9. Pursuant to s 127 of the Act, when the Minister decides to cancel a visa under s 116(1) of the Act, he is to notify the visa holder of the decision in one of the ways prescribed in reg 2.55 of the Regulations.
10. Regulation 2.55(3)(c) provides that a document relating to the cancellation of a visa may be given:
(c) by dating it, and then dispatching it:
(i) within 3 working days (in the place of dispatch) of the date of the document; and
(ii) by prepaid post or by other prepaid means;
to the person’s last residential address, business address or post box address known to the Minister;
11. Regulation 2.55(7) provides for when a person is taken to have received a document dispatched by the Minister by prepaid post, in the following terms:
(7) If the Minister gives a document to a person by dispatching it by prepaid post or by other prepaid means, the person is taken to have received the document:
(a) if the document was dispatched from a place in Australia to an address in Australia — 7 working days (in the place of that address) after the date of the document;
Tribunal decision
12. On 6 January 2015, the Tribunal found that it had no jurisdiction to review the delegate’s decision because “the application was not made in accordance with the relevant legislation,” for the reasons that follow (CB 128 at [2]).

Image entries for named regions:
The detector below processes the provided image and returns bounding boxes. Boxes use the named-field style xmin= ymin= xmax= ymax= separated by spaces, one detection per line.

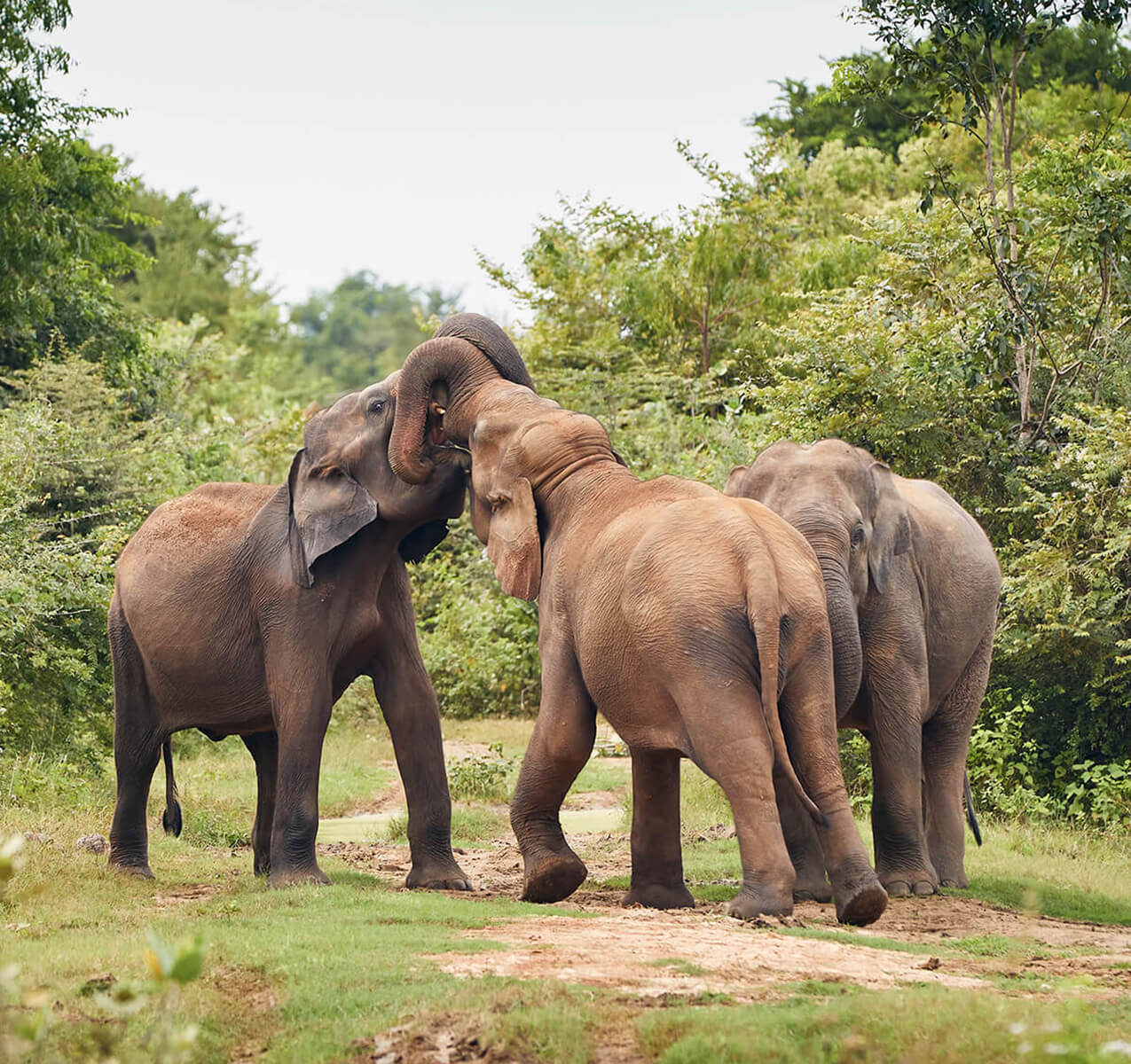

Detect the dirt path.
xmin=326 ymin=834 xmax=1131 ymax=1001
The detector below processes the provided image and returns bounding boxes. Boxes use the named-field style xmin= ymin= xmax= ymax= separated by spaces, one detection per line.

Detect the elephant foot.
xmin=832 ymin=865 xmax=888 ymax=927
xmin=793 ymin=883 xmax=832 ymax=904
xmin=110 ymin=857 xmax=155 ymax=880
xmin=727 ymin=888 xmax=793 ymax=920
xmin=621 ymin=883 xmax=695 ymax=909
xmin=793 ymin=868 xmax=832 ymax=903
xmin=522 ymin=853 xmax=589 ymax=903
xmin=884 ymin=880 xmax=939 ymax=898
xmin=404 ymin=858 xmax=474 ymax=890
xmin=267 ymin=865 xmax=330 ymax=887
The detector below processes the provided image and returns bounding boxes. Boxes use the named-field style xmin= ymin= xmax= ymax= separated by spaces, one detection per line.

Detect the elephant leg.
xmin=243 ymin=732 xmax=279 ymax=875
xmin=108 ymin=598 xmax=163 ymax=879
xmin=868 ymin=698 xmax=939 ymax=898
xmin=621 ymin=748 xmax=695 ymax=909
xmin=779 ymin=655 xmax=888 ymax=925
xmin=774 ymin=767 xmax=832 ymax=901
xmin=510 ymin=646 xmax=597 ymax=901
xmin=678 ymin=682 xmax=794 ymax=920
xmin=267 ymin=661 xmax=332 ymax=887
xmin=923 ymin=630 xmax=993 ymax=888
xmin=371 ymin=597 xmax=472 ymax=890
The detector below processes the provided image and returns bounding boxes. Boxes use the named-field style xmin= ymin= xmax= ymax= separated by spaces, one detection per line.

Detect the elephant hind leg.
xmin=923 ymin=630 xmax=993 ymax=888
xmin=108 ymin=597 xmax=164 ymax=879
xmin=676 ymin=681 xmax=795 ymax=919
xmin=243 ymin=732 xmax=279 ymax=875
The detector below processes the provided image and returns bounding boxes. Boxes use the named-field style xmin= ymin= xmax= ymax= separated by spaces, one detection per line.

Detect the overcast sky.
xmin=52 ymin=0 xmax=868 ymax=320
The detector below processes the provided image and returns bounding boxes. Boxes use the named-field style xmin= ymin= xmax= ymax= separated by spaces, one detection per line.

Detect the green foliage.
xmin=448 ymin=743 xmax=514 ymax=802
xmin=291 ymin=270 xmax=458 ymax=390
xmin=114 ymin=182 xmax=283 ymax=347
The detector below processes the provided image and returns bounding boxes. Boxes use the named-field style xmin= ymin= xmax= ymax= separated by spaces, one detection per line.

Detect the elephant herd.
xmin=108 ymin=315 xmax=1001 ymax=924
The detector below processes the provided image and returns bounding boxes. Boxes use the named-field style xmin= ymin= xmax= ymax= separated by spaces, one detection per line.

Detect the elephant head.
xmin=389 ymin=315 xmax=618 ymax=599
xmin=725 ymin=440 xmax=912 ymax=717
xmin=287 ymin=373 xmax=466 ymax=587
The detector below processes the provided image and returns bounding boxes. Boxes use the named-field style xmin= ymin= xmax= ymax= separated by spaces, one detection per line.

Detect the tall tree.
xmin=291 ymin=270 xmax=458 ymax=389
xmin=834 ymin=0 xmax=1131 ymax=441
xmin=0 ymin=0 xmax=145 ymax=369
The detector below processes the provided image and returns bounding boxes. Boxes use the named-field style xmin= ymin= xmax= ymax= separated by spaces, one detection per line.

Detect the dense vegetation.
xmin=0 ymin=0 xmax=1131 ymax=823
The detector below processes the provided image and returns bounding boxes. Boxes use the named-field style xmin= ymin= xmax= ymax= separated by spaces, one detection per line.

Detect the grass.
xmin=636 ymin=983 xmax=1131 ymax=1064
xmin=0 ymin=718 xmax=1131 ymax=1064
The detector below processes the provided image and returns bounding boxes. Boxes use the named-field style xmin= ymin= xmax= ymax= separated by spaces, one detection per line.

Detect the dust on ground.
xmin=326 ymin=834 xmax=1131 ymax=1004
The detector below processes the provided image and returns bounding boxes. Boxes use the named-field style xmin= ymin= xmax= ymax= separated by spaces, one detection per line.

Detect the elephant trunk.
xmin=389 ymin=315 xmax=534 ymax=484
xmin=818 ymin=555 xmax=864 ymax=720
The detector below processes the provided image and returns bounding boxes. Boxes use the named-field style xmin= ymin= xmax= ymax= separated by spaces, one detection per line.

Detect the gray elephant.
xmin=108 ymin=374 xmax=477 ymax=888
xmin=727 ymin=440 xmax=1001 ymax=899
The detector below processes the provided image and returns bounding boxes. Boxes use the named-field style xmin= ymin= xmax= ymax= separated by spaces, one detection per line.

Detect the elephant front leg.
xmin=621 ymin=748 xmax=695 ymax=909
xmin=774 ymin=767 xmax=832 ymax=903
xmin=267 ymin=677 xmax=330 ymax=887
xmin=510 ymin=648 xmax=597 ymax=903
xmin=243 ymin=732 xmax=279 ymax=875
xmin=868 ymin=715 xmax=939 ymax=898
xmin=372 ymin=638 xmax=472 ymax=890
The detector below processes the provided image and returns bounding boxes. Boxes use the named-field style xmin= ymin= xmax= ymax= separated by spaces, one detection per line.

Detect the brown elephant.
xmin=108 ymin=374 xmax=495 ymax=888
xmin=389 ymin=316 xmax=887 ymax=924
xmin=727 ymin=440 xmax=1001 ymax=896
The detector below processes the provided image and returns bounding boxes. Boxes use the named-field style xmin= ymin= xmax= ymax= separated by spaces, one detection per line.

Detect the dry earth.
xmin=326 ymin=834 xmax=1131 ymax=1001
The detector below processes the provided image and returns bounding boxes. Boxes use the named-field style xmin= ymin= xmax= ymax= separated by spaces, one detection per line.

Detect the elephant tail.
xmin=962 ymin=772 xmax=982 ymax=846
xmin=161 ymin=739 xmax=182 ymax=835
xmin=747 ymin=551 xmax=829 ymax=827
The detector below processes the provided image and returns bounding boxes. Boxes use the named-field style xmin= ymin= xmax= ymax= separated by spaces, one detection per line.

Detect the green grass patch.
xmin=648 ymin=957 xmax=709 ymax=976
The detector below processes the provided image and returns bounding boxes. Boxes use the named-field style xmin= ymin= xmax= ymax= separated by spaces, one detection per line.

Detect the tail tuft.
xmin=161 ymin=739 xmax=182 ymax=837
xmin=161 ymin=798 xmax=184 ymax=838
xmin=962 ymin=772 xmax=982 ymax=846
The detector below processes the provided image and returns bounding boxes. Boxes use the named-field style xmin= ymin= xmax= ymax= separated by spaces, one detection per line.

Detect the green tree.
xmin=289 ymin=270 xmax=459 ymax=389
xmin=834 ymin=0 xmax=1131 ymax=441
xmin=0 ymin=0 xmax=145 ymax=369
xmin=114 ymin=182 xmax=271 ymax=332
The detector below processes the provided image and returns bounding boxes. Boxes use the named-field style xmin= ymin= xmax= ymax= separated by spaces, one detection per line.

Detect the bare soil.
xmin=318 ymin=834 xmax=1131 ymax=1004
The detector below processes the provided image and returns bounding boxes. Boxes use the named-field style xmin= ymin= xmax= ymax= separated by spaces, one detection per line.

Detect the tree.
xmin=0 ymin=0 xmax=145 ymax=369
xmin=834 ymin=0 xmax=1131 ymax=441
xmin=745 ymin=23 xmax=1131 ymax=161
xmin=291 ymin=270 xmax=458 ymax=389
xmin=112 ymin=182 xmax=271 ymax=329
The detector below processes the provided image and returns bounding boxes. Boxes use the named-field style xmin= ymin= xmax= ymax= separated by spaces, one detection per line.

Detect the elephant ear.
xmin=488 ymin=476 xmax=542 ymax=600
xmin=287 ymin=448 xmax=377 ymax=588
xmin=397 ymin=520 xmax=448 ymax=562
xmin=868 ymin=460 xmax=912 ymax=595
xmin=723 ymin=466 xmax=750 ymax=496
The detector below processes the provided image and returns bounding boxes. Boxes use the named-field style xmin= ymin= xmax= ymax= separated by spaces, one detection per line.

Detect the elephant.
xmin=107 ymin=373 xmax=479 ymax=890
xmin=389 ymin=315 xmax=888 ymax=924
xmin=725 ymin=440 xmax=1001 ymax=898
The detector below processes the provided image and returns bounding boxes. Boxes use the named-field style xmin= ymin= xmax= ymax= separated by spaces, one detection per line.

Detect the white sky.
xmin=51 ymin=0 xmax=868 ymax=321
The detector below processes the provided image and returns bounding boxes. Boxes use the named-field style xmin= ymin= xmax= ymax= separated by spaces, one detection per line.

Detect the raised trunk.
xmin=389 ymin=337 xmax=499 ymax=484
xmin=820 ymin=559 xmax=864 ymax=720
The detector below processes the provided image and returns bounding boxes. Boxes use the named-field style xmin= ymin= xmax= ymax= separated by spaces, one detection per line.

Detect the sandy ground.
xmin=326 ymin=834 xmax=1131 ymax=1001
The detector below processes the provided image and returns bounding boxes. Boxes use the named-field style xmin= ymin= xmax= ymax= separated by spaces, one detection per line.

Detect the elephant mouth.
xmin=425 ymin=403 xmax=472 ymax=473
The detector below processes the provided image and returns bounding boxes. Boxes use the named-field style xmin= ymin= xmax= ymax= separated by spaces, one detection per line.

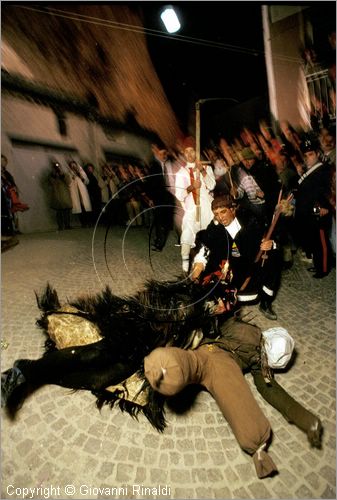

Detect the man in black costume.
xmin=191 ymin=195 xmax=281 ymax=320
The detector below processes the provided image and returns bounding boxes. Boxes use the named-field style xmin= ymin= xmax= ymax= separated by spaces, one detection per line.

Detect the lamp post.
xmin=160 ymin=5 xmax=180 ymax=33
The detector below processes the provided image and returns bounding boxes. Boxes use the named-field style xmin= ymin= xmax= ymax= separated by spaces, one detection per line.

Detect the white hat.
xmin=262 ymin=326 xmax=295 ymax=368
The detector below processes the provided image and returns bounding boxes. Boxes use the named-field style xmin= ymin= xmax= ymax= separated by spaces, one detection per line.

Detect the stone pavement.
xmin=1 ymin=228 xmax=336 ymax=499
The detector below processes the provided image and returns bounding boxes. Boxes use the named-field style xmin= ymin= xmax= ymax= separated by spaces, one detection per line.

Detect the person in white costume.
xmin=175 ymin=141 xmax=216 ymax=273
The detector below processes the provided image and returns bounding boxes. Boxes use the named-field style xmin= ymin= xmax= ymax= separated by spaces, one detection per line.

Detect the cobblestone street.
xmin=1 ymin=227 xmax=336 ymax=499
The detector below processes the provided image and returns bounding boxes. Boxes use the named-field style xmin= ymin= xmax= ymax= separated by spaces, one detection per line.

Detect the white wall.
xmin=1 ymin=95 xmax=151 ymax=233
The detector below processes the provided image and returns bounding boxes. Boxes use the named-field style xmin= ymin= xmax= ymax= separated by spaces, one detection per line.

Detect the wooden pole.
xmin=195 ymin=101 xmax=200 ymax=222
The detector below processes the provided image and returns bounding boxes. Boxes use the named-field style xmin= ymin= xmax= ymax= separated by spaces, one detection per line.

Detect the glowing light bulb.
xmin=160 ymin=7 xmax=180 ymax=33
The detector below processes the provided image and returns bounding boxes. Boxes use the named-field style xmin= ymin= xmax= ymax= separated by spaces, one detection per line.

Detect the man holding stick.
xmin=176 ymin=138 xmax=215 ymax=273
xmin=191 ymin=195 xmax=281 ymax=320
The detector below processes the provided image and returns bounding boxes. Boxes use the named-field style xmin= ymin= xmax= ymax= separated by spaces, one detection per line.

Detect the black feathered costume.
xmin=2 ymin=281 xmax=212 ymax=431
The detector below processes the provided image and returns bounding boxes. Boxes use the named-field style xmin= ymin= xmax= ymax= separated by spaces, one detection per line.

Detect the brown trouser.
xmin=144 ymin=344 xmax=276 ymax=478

REQUIRED TASK 1: Transcribe the stretch of the visa cancellation excerpt from "9. Pursuant to" through "of the Regulations.".
REQUIRED TASK 2: Show every line of the entries that contains the word "green", treating case as significant.
These entries have no connection to the visa cancellation excerpt.

CORRECT ANSWER 1:
9. Pursuant to s 127 of the Act, when the Minister decides to cancel a visa under s 116(1) of the Act, he is to notify the visa holder of the decision in one of the ways prescribed in reg 2.55 of the Regulations.

CORRECT ANSWER 2:
Detect the green foliage.
Detect the green grass patch.
Detect the green tree.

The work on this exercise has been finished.